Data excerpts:
────────────────
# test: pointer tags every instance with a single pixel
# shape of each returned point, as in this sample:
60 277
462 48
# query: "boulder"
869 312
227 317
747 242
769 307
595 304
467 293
────────────────
Required work: Return exactly the run of lines that opens with the one containing "# shape of each" and closes with the last line of the records above.

Result:
# shape of each returned point, as in this sample:
60 277
462 48
# query: "boulder"
869 312
227 317
747 242
769 307
595 304
467 293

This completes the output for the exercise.